What this task involves
Format each line of the records below as a Markdown table with two columns, Row and Line. Number the rows in order and skip any blank lines.

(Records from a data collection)
*****

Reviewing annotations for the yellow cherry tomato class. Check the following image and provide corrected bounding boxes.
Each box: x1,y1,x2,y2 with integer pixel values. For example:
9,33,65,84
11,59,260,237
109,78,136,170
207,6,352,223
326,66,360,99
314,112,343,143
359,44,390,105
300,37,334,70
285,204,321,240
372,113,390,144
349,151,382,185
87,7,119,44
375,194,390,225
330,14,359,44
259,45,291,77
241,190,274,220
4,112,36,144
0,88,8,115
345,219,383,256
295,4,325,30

*****

Exercise result
| Row | Line |
|---|---|
| 1 | Reviewing annotations for the yellow cherry tomato class. Check the following image and provide corrected bounding boxes. |
| 2 | Each box: x1,y1,x2,y2 with integer pixel values. For example: |
| 3 | 9,33,65,84 |
| 4 | 11,59,260,237 |
| 5 | 109,78,136,170 |
| 6 | 207,6,352,223 |
| 7 | 326,66,360,99 |
| 8 | 314,112,343,143 |
| 9 | 359,44,390,105 |
| 10 | 300,37,334,70 |
| 11 | 285,204,321,240 |
| 12 | 372,113,390,144 |
| 13 | 349,151,382,185 |
| 14 | 87,7,119,44 |
| 15 | 375,194,390,225 |
| 16 | 330,14,359,44 |
| 17 | 259,45,291,77 |
| 18 | 241,190,274,220 |
| 19 | 4,112,36,144 |
| 20 | 0,88,8,115 |
| 21 | 345,219,383,256 |
| 22 | 295,4,325,30 |